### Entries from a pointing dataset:
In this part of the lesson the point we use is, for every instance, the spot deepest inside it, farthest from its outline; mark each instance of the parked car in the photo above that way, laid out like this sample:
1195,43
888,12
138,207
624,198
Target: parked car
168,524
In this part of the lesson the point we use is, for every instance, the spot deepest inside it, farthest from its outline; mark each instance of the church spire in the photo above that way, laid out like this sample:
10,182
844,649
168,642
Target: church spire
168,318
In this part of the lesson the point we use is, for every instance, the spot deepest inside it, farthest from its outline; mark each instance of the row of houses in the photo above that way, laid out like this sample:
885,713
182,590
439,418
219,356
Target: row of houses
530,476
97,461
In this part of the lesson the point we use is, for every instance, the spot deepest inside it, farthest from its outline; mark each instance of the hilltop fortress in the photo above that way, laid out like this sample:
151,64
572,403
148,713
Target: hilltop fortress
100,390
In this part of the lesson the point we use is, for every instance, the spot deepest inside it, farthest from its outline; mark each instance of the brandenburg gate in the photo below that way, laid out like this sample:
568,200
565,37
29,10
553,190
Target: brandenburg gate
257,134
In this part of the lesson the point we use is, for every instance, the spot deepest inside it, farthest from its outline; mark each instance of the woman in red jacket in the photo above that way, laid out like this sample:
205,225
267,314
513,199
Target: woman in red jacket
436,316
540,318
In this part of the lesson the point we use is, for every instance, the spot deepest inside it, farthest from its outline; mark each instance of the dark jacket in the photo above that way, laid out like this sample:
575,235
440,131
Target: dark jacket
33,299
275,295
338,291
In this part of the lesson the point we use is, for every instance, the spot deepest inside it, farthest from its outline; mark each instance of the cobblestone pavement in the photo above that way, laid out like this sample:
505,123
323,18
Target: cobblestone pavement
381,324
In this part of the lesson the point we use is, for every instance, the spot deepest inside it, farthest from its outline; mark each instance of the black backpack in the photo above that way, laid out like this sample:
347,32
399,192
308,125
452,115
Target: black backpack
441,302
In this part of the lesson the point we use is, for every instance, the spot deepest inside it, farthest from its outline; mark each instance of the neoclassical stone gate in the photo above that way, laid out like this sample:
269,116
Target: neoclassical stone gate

### WHAT YOU WILL DO:
Please put every line from the one containing "of the neoclassical" through the end of the data into a JSON list of strings, one string per line, with blank lines left out.

### FINISHED TASK:
[
  "In this part of the lesson the point we use is, for every instance, the spot deepest inside it, farthest from its outline; mark each instance of the neoclassical stone gate in the photo above that way, laid out like this sample:",
  "269,116",
  "Target: neoclassical stone gate"
]